• DESCRIPTION OF THE TASK
Format everything from the start of the items down to the line containing "x=239, y=59", both ends included, as a JSON list of strings with one string per line and blank lines left out.
** Begin RECORDED INFORMATION **
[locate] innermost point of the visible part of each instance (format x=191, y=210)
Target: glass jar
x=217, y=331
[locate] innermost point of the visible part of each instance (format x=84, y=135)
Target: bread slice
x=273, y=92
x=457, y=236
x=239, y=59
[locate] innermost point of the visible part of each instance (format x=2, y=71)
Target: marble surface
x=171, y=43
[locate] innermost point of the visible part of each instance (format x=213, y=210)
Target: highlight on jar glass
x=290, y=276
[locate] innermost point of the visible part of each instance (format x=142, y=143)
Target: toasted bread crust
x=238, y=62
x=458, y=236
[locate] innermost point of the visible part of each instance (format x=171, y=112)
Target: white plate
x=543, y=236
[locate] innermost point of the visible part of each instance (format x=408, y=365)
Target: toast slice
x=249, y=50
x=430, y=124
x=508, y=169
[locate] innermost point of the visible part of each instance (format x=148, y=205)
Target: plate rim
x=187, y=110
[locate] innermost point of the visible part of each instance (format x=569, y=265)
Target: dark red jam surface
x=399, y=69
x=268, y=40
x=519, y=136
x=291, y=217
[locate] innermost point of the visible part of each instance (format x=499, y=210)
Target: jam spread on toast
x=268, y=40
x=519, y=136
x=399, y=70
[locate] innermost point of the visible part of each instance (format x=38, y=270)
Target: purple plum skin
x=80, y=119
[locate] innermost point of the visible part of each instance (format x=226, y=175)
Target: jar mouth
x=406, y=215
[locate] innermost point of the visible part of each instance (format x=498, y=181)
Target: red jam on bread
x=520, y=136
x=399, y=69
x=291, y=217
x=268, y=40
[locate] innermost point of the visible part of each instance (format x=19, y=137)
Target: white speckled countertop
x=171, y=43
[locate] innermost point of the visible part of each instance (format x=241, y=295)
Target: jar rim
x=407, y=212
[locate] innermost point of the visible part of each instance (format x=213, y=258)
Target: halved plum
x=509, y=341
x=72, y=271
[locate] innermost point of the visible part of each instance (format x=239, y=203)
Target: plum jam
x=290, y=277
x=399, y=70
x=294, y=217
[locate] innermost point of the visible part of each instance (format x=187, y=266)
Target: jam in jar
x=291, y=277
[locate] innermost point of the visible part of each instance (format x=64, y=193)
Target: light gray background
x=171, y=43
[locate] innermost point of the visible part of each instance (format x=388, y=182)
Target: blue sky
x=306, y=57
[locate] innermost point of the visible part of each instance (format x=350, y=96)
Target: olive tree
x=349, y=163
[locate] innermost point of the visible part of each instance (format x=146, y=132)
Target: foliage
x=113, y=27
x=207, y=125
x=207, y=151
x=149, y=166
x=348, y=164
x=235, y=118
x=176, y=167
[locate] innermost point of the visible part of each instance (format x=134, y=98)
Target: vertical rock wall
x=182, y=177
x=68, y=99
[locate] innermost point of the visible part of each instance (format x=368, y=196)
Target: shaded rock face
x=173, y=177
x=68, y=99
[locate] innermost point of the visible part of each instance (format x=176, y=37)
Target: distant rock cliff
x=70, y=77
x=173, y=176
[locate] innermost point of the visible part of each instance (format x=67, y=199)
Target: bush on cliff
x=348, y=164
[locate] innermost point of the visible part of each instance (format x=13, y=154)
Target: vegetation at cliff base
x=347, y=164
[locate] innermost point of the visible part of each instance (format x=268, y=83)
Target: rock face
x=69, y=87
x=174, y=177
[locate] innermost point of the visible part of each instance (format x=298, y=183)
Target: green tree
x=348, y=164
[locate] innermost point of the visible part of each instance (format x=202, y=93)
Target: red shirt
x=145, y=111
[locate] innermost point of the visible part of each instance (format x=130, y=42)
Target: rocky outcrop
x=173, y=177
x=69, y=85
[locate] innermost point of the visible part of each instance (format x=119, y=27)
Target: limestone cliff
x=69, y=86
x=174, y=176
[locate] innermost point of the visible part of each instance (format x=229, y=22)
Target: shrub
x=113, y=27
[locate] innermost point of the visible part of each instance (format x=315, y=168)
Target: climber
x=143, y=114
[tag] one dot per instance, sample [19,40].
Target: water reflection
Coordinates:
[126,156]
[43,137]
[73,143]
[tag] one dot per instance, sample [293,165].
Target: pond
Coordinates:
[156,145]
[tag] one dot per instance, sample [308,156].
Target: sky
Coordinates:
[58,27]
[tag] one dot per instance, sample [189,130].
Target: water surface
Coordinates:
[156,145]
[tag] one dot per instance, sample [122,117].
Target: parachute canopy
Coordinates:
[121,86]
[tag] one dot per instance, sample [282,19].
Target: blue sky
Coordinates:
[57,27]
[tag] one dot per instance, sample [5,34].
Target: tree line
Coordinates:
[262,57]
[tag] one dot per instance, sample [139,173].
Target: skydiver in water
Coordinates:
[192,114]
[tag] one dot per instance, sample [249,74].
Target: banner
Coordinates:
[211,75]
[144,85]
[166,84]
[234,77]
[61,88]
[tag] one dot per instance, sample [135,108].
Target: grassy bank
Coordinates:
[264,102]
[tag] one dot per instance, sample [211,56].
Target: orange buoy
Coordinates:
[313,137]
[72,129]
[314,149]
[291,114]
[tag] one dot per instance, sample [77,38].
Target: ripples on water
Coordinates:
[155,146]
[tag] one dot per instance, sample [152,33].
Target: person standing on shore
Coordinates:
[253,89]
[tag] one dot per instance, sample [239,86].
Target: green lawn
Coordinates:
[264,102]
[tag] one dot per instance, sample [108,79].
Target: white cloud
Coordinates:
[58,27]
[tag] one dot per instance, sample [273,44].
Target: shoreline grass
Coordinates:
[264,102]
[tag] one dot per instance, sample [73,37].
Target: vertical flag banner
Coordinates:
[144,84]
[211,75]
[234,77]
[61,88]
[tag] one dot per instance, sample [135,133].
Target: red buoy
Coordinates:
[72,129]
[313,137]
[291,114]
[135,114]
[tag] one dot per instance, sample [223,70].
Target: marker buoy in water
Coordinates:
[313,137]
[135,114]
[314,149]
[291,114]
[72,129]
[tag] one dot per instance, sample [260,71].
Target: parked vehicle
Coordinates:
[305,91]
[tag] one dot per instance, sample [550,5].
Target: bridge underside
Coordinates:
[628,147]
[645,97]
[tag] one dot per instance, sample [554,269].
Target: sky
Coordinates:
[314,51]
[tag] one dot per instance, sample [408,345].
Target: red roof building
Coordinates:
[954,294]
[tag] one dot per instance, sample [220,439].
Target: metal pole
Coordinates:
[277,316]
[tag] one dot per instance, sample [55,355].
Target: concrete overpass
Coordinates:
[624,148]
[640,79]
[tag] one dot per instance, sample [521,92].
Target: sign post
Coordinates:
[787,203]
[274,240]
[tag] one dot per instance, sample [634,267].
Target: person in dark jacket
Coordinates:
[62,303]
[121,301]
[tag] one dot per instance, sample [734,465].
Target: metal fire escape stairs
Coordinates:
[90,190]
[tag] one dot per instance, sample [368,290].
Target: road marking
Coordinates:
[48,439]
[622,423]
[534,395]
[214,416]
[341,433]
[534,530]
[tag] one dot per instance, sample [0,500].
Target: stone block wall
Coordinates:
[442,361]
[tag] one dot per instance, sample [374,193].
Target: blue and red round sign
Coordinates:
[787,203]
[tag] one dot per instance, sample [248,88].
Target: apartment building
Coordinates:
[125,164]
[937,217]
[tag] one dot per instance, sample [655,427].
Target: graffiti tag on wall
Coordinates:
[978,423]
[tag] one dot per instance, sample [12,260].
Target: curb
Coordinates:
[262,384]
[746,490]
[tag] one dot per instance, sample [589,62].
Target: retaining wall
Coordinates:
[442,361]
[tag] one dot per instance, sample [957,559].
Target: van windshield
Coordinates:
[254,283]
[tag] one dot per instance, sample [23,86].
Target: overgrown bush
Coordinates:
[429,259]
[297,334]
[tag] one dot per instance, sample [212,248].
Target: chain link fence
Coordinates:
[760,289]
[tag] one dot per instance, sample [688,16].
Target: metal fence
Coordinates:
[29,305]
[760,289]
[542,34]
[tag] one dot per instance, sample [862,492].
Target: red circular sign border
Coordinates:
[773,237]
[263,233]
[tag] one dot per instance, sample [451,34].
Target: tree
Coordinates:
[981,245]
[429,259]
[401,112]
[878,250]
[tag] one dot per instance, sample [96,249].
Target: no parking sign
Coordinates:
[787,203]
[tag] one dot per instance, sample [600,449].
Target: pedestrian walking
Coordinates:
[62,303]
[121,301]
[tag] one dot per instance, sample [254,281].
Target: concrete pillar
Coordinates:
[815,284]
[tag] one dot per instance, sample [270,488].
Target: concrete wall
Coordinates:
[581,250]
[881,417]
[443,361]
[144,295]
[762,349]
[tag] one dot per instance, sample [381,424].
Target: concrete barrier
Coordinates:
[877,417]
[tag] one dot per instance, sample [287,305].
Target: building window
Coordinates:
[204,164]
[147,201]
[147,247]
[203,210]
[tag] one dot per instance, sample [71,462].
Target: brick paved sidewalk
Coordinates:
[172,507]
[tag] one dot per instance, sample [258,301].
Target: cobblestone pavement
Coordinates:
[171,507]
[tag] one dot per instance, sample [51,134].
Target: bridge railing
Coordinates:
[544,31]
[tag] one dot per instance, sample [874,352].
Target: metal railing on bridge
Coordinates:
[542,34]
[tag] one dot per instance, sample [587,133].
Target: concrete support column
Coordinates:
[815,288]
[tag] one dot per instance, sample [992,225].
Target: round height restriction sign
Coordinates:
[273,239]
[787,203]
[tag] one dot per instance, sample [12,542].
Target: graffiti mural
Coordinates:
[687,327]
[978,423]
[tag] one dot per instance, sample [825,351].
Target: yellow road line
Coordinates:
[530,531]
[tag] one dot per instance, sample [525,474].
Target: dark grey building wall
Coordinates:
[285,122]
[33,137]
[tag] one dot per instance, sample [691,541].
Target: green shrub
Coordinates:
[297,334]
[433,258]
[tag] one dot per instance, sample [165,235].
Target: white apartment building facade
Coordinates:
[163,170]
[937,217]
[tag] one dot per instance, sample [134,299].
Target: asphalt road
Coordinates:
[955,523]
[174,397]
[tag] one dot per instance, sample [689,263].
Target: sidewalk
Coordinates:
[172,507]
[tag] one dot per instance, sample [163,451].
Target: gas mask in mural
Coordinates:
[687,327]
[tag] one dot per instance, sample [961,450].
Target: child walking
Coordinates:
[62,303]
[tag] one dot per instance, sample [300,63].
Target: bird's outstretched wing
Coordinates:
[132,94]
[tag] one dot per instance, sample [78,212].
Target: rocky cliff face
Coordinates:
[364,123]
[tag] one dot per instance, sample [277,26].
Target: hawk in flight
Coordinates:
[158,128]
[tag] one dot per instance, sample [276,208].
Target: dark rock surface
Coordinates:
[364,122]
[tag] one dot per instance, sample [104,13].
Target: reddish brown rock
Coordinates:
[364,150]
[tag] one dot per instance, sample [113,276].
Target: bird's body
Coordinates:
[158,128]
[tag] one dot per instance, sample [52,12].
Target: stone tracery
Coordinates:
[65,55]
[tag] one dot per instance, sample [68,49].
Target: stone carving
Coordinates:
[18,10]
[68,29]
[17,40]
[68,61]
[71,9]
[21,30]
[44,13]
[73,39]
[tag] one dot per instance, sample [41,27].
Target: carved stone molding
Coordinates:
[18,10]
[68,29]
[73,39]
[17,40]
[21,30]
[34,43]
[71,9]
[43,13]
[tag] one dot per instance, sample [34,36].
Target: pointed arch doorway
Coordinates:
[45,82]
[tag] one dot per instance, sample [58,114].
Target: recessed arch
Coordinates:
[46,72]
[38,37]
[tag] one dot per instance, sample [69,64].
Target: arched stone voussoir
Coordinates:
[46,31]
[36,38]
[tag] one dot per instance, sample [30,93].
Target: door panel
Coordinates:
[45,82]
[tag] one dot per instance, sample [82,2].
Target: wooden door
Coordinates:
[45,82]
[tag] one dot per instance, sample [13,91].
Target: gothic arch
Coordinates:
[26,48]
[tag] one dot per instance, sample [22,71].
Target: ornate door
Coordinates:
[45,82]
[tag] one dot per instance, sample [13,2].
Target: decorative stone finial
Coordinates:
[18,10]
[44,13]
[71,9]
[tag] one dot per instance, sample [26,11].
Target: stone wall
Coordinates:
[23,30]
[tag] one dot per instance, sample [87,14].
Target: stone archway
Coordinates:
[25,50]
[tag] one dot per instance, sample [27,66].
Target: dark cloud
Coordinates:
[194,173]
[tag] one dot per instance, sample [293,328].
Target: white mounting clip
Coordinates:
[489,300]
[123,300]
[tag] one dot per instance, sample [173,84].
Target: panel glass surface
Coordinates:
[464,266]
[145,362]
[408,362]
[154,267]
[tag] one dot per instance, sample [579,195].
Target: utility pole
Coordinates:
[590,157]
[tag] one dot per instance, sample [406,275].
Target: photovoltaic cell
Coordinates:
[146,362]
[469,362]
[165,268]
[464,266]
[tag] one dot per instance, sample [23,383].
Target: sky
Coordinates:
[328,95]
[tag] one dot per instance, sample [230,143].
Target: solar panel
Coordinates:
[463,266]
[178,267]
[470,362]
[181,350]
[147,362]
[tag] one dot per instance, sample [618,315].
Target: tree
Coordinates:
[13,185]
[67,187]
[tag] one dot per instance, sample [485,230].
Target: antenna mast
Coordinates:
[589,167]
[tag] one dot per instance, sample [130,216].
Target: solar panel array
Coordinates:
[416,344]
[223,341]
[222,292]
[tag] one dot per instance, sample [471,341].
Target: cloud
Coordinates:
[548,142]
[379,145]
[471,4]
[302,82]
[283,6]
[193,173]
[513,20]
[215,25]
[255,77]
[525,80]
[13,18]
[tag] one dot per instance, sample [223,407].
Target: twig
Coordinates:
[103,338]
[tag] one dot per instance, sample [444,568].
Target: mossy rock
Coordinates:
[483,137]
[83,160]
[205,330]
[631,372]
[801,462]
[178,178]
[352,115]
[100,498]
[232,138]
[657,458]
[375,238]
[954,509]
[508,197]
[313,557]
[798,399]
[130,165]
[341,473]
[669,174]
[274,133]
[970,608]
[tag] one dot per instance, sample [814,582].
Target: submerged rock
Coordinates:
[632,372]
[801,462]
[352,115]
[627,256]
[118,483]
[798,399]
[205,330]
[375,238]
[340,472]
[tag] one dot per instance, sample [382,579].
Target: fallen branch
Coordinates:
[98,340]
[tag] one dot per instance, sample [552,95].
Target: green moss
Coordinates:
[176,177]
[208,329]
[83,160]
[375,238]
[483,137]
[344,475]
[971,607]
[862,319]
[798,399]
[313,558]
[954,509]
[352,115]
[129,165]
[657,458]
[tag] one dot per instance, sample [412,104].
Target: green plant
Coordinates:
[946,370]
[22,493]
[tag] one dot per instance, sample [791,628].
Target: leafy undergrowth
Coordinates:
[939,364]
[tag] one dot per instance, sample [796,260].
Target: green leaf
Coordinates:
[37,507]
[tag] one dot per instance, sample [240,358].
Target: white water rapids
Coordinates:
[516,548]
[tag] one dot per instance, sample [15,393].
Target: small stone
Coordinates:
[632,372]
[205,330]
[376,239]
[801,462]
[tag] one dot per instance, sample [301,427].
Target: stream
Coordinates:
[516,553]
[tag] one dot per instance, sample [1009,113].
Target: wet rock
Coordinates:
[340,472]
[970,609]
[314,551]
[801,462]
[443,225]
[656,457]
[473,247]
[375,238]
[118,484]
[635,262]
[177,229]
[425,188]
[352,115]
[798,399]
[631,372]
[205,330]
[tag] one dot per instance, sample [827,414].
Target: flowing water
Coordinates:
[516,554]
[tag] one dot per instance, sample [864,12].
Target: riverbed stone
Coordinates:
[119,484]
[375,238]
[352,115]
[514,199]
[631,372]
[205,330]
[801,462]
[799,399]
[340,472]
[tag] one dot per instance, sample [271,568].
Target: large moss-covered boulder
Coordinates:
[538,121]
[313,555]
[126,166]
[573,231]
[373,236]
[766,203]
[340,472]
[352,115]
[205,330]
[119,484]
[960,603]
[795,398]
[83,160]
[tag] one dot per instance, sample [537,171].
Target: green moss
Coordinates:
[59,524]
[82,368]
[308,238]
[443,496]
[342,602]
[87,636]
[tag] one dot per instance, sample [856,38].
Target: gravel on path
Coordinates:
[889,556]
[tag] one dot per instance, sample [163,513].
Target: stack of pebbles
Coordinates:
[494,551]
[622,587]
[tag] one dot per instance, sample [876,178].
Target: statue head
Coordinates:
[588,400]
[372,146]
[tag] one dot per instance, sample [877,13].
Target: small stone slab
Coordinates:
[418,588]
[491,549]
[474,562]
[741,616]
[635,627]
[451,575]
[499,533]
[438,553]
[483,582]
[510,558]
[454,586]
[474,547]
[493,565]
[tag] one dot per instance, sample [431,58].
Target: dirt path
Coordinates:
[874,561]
** End RECORDED INFORMATION **
• EXPECTED ANSWER
[
  "[locate] innermost point of the visible part of each instance (format x=191, y=210)",
  "Target: glass jar",
  "x=217, y=331",
  "[locate] innermost point of the visible part of each instance (format x=84, y=135)",
  "Target: bread slice",
  "x=273, y=92",
  "x=457, y=236",
  "x=239, y=59"
]